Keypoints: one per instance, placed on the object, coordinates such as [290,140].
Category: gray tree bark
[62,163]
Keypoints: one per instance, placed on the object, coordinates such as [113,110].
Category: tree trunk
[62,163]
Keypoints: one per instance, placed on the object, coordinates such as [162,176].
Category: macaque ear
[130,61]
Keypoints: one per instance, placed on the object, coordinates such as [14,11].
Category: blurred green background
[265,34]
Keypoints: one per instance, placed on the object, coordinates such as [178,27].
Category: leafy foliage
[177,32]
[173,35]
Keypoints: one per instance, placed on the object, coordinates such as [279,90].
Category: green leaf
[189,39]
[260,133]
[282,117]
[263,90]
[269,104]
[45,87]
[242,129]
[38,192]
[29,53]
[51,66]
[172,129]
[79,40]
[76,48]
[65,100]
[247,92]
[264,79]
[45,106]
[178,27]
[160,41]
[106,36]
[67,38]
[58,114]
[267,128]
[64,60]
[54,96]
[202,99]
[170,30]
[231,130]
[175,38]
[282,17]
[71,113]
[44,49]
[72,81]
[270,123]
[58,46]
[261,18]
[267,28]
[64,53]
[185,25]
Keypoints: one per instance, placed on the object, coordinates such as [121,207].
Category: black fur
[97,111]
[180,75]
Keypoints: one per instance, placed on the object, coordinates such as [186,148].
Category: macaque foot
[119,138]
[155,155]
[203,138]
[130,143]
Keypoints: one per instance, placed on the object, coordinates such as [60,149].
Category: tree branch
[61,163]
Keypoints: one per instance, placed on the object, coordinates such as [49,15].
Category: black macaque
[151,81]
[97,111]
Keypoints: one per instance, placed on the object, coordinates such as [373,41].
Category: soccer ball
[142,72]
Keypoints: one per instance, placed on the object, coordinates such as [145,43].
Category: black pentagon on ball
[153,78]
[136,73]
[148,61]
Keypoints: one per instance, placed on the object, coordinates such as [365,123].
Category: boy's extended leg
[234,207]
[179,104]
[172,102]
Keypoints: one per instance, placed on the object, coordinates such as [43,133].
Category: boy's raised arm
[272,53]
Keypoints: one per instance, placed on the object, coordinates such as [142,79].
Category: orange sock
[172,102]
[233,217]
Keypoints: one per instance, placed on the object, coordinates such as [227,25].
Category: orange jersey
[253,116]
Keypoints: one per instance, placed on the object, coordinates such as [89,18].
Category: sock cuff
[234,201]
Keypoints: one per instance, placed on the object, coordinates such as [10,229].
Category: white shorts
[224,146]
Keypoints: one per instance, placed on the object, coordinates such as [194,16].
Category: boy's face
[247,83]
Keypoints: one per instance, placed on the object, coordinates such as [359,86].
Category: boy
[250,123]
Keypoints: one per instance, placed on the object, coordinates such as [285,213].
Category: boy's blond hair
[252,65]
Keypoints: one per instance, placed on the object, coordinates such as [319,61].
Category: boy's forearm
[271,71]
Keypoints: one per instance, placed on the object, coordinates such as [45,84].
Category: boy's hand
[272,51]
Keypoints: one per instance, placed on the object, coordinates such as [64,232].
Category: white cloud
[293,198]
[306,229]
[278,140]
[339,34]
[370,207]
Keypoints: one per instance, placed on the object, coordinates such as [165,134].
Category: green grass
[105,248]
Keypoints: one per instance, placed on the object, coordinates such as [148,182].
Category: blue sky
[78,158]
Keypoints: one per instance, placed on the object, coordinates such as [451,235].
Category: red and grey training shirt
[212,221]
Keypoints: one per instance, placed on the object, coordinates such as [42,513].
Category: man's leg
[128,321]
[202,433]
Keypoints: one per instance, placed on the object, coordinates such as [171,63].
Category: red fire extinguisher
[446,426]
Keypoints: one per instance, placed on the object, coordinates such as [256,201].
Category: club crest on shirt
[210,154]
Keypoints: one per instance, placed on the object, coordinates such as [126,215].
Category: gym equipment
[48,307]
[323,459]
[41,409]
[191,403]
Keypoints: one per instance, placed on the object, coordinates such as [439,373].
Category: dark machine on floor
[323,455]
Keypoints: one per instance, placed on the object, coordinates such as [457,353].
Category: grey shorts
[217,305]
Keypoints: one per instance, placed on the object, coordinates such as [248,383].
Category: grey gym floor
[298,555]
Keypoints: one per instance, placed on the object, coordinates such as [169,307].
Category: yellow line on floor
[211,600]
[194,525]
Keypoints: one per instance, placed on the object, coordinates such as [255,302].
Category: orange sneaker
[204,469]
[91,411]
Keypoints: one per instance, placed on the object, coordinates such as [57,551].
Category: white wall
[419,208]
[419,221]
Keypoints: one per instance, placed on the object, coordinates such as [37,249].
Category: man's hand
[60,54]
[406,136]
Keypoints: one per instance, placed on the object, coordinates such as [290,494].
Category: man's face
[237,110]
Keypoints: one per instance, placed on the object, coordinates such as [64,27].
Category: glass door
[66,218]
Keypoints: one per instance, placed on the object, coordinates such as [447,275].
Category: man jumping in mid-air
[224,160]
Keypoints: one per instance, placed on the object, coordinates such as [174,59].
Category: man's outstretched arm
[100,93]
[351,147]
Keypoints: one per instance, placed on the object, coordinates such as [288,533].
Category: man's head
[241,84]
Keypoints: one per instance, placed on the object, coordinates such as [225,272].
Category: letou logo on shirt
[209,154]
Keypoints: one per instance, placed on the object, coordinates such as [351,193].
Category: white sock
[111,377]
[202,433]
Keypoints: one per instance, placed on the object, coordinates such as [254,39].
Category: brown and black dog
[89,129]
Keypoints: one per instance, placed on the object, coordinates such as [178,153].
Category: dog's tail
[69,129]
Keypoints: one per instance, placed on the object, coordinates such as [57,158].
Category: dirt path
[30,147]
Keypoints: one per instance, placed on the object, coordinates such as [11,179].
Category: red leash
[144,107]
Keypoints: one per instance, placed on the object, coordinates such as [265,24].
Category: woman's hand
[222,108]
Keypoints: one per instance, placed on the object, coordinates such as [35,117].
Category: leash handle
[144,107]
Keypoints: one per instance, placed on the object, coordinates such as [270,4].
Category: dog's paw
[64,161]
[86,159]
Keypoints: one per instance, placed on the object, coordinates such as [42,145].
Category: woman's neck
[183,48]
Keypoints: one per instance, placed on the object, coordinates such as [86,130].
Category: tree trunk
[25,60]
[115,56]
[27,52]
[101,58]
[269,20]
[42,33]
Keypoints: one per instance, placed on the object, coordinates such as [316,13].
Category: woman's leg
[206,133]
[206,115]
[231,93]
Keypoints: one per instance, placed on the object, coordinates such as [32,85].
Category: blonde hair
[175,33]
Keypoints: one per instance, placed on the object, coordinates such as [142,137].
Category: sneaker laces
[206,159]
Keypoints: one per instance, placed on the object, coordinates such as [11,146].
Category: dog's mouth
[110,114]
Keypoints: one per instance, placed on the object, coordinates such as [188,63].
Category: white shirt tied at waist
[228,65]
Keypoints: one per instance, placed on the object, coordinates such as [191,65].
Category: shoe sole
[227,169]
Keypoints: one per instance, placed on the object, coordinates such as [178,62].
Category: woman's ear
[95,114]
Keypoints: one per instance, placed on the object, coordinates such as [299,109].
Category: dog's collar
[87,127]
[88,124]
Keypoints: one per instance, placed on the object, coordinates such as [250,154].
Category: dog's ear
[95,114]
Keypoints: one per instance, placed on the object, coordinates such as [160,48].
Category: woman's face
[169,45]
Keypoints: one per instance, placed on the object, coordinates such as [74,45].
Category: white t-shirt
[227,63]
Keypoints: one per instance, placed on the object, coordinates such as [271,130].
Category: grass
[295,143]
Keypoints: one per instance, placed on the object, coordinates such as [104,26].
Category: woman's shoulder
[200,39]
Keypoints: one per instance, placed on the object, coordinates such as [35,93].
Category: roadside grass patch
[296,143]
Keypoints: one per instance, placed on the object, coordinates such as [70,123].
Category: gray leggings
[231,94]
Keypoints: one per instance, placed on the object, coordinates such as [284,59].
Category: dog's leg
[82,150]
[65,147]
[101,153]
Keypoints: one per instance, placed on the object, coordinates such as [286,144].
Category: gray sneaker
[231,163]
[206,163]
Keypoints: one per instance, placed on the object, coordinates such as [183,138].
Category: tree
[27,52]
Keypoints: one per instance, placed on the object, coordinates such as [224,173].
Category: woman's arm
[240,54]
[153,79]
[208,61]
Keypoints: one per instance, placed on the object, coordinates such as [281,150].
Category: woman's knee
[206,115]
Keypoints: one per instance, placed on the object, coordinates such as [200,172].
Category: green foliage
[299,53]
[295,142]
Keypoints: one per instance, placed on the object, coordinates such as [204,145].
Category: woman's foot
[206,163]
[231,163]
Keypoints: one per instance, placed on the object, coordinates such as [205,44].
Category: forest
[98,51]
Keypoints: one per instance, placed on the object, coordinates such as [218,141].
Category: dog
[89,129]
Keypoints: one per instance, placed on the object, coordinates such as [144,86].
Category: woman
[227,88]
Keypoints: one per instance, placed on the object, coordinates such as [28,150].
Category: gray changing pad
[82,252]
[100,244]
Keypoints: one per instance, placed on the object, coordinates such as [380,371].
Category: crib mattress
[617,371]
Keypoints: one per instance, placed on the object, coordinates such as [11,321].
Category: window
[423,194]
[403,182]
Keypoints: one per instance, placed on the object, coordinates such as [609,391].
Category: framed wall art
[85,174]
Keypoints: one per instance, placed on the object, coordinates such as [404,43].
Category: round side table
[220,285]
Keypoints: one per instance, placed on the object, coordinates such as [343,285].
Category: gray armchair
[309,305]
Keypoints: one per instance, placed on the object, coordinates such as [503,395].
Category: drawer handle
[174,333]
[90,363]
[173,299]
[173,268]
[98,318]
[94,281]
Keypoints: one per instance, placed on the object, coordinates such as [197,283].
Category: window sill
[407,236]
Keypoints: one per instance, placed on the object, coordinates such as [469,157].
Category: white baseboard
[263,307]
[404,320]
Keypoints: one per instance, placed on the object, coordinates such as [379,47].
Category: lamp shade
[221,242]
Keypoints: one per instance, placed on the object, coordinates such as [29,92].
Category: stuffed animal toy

Exercise requirements:
Starting with the line that holds "Category: woman's neck" and ending with the line that holds "such as [104,26].", retype every line in the data above exactly, and nothing else.

Answer to this problem:
Category: woman's neck
[183,48]
Keypoints: one per instance, placed on the object, coordinates such as [86,130].
Category: tree trunk
[25,60]
[115,56]
[27,52]
[101,58]
[269,20]
[42,33]
Keypoints: one per instance, placed on the object, coordinates such as [316,13].
Category: woman's leg
[206,133]
[206,115]
[231,93]
Keypoints: one per instance, placed on the object, coordinates such as [32,85].
Category: blonde hair
[175,33]
Keypoints: one per instance, placed on the object, coordinates such as [142,137].
Category: sneaker laces
[206,159]
Keypoints: one per instance, placed on the object, coordinates such as [11,146].
Category: dog's mouth
[110,114]
Keypoints: one per instance, placed on the object, coordinates such as [188,63].
Category: white shirt tied at waist
[228,65]
Keypoints: one per instance, placed on the object, coordinates such as [191,65].
Category: shoe sole
[227,169]
Keypoints: one per instance, placed on the object, coordinates such as [178,62].
Category: woman's ear
[95,114]
Keypoints: one per instance, placed on the object, coordinates such as [299,109].
Category: dog's collar
[87,127]
[88,124]
Keypoints: one per instance, placed on the object, coordinates such as [250,154].
Category: dog's ear
[95,114]
Keypoints: one per instance, placed on the object, coordinates such as [160,48].
Category: woman's face
[169,45]
Keypoints: one per instance, placed on the object, coordinates such as [74,45].
Category: white t-shirt
[227,63]
Keypoints: one per instance, placed on the object, coordinates such as [271,130].
Category: grass
[295,143]
Keypoints: one per instance, placed on the object, coordinates such as [104,26].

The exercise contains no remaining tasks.